▶ Stated goal:
Please gather every line below that contains the string "sitting", treating uppercase and lowercase as different.

════

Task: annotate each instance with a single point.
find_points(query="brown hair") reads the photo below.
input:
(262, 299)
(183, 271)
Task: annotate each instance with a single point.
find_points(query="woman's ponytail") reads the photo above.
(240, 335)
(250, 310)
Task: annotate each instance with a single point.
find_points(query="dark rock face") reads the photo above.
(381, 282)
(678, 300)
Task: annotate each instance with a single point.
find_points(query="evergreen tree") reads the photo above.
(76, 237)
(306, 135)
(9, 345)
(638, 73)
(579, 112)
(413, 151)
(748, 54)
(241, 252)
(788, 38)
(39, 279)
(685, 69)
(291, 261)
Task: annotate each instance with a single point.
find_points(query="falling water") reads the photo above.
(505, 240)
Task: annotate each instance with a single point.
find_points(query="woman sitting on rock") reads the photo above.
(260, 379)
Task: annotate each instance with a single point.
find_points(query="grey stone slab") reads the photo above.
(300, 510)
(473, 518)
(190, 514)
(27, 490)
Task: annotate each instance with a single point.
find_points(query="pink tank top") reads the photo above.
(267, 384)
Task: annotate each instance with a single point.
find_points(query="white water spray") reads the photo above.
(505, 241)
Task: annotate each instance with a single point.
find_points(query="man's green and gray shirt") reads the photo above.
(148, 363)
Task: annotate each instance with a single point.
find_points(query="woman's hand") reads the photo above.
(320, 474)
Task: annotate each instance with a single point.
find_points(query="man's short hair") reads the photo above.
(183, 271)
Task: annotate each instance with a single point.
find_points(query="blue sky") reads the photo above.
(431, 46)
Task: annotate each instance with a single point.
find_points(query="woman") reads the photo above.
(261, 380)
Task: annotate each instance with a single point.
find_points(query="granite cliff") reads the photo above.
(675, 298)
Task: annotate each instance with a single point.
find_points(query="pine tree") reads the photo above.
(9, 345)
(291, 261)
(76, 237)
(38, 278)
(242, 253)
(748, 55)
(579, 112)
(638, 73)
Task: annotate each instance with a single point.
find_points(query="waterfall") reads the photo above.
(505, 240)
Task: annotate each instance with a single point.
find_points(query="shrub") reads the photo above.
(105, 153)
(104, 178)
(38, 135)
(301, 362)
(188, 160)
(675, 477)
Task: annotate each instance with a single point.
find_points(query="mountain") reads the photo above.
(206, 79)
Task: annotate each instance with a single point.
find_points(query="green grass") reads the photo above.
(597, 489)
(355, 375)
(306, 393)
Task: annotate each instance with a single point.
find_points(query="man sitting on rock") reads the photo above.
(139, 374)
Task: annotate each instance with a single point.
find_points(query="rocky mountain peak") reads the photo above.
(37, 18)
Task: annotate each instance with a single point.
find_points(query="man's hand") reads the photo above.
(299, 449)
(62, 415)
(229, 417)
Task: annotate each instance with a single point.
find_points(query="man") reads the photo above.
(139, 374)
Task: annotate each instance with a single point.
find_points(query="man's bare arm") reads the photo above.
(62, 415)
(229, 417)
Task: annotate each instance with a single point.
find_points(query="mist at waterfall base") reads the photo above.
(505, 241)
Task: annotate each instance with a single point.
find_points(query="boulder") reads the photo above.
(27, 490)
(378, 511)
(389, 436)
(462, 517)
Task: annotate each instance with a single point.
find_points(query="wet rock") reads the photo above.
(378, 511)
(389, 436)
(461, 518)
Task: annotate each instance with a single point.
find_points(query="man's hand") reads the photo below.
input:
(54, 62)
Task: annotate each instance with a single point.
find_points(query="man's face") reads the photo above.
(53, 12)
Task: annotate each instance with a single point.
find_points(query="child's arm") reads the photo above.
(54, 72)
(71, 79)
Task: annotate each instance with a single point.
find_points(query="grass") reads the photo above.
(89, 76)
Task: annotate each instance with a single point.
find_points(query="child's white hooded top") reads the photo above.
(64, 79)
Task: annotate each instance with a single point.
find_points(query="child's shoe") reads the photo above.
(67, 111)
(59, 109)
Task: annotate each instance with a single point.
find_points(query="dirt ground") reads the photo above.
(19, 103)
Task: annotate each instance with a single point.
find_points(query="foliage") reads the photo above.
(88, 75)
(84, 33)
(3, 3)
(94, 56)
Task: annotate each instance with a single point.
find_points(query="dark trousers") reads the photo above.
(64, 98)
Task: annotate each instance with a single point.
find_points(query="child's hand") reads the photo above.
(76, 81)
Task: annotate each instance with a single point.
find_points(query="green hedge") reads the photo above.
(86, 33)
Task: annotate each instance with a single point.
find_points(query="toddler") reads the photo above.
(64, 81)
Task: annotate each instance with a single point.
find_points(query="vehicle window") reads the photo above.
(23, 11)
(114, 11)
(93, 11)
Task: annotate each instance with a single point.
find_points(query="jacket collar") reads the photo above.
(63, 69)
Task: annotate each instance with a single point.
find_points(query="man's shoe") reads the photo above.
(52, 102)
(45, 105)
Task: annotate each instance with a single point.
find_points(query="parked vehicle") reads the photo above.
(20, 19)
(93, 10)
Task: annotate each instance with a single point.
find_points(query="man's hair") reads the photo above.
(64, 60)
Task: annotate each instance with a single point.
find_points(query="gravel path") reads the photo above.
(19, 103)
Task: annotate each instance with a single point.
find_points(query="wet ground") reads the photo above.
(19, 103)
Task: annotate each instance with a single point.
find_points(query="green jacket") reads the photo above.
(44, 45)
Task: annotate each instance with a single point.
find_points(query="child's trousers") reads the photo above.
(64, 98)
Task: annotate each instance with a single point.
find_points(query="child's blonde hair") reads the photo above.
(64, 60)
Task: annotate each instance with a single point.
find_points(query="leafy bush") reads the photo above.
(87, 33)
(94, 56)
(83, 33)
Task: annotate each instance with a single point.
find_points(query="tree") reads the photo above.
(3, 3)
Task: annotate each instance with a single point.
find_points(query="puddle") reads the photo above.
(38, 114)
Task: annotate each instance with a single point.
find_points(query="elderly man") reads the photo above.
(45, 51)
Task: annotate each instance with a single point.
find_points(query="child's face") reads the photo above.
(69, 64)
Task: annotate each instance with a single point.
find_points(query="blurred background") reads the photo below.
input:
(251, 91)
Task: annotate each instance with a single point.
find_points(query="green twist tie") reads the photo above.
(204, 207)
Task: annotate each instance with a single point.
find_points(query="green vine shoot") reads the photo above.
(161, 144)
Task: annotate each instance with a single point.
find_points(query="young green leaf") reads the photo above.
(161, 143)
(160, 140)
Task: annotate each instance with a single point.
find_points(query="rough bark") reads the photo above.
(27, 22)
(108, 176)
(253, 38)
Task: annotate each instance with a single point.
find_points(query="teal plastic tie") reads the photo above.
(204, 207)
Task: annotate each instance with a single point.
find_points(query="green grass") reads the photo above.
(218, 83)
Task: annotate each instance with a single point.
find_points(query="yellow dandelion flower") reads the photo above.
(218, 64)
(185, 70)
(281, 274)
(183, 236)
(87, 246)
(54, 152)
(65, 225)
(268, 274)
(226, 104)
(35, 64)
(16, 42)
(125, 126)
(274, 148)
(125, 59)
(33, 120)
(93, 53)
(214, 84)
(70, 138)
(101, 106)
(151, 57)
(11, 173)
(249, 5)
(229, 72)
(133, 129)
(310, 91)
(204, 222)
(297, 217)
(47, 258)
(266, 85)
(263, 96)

════

▶ Full output:
find_points(query="woman sitting on rock") reads the photo above.
find_points(query="man sitting on rock") reads the photo above.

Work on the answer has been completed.